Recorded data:
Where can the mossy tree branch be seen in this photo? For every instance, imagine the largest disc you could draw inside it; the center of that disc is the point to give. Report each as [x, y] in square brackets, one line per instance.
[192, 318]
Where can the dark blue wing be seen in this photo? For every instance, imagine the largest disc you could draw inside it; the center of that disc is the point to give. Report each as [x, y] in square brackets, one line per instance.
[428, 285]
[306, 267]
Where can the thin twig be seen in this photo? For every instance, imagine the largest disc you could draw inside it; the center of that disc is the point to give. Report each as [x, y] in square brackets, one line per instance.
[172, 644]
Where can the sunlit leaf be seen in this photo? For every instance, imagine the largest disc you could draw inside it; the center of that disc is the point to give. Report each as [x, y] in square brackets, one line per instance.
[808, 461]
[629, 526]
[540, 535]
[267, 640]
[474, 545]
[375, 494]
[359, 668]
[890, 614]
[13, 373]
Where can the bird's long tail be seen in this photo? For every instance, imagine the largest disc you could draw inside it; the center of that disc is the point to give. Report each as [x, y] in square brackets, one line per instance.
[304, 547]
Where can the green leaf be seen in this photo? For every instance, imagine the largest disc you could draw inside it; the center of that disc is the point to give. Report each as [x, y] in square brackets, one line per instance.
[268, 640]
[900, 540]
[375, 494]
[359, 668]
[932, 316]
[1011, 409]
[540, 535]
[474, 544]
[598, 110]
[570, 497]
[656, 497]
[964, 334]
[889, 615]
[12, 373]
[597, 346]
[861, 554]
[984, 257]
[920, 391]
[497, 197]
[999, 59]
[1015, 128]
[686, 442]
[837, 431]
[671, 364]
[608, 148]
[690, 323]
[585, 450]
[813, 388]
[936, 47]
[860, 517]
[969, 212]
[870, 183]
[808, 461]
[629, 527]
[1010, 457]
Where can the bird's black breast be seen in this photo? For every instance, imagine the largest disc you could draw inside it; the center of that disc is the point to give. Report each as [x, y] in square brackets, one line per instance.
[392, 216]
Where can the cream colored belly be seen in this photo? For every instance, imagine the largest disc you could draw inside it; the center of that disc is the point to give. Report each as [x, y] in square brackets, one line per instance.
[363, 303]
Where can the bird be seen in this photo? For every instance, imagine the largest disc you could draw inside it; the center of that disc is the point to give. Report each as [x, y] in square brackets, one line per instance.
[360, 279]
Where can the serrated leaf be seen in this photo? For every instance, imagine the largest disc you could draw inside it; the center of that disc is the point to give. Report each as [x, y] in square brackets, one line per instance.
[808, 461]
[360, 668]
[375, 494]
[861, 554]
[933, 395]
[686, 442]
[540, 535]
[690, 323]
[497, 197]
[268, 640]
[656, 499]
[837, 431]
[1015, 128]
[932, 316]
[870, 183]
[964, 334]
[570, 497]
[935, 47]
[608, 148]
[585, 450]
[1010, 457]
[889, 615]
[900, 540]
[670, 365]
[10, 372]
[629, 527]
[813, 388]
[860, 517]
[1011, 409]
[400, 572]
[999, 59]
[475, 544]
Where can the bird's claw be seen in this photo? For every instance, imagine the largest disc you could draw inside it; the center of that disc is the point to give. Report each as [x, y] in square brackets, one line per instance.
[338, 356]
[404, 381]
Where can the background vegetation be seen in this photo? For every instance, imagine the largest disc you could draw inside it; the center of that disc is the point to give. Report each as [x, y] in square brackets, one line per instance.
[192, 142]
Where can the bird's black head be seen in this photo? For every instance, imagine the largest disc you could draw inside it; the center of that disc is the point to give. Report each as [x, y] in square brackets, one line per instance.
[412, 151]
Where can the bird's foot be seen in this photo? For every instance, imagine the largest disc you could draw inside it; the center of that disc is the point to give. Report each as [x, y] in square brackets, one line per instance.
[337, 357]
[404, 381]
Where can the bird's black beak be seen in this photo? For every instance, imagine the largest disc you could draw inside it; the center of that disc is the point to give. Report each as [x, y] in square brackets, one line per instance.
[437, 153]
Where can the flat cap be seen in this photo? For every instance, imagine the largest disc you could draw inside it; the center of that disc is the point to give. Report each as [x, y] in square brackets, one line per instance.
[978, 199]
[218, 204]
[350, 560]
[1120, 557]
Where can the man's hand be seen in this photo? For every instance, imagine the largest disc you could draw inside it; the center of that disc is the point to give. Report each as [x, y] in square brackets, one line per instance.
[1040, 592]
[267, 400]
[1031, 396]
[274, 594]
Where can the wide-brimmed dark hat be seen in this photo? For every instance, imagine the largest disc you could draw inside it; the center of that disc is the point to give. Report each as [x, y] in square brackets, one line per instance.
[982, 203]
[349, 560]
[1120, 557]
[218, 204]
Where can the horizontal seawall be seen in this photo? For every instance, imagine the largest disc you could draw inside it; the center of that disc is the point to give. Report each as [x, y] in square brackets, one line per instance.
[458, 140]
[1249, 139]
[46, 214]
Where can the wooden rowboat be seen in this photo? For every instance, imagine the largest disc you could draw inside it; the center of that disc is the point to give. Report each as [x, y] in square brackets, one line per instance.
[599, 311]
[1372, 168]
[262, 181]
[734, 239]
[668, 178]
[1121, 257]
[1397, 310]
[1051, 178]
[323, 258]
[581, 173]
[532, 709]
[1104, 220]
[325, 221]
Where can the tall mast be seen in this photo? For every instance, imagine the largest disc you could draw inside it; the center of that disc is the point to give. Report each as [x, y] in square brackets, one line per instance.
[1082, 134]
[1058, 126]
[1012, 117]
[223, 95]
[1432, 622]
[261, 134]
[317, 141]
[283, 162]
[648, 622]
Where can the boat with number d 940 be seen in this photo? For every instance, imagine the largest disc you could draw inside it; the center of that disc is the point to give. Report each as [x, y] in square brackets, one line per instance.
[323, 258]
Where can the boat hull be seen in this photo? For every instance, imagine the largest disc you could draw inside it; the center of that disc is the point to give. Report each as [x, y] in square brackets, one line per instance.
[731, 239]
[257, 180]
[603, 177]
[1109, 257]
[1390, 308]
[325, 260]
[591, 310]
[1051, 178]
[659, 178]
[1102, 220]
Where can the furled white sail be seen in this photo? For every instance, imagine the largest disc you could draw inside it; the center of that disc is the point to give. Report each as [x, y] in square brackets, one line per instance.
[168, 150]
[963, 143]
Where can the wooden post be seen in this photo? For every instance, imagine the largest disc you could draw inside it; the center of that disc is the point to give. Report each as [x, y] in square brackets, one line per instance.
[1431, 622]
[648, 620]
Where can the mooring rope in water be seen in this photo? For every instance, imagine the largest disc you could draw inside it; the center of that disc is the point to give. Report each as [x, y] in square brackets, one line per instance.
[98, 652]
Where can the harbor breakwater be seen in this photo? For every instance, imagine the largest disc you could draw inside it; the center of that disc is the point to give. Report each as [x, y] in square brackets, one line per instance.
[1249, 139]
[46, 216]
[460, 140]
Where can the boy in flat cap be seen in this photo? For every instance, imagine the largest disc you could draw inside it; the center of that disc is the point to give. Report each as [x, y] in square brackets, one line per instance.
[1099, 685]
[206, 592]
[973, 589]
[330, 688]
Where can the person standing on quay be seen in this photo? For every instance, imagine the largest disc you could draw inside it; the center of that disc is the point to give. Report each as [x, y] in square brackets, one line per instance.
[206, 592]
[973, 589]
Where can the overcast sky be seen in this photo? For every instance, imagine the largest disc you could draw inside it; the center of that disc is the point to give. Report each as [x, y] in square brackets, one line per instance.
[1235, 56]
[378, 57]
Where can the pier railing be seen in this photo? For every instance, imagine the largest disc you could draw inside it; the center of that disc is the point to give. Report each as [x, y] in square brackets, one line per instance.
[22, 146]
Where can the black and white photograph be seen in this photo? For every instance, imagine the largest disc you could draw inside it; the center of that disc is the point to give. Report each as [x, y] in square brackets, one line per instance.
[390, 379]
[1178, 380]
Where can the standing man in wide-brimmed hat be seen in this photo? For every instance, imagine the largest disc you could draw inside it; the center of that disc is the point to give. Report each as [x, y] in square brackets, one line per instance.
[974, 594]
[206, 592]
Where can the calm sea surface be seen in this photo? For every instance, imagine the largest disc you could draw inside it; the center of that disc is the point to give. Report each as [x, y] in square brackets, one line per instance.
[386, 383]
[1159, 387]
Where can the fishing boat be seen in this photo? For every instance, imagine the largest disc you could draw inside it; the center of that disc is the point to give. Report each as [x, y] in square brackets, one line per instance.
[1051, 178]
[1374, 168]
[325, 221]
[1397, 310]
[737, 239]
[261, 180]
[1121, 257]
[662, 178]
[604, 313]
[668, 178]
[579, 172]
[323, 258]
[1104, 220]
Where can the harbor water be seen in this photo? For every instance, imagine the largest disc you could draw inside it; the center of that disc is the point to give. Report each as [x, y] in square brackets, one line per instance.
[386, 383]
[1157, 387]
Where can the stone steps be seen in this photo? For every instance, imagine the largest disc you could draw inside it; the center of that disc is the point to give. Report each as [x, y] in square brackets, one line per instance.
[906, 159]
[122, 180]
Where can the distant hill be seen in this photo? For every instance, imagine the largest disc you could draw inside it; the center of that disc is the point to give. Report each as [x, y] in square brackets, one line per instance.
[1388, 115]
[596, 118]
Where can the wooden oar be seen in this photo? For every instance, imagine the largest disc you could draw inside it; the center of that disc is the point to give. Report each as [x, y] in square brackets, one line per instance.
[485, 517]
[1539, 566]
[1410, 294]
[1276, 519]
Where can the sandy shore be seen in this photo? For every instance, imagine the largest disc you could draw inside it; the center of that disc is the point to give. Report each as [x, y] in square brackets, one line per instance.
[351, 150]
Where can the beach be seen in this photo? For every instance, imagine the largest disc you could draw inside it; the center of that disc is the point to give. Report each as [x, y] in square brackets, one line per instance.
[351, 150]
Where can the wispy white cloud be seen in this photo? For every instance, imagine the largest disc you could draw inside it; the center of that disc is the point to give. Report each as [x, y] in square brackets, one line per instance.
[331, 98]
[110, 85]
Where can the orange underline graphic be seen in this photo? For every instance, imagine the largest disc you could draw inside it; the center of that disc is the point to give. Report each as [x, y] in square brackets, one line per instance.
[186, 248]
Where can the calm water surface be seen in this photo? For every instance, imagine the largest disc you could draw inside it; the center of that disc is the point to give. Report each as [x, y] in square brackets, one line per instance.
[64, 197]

» **What the task requires**:
From the line holding "Where can the calm water" through the final line of the data above, copy every line exactly as written. Include nothing else.

» **Your response**:
Where can the calm water surface be seen in this photo? For every instance, imagine the largest disc you could draw inside it; the center of that disc is the point to give. Report each as [x, y] in square brackets, one line per instance.
[64, 197]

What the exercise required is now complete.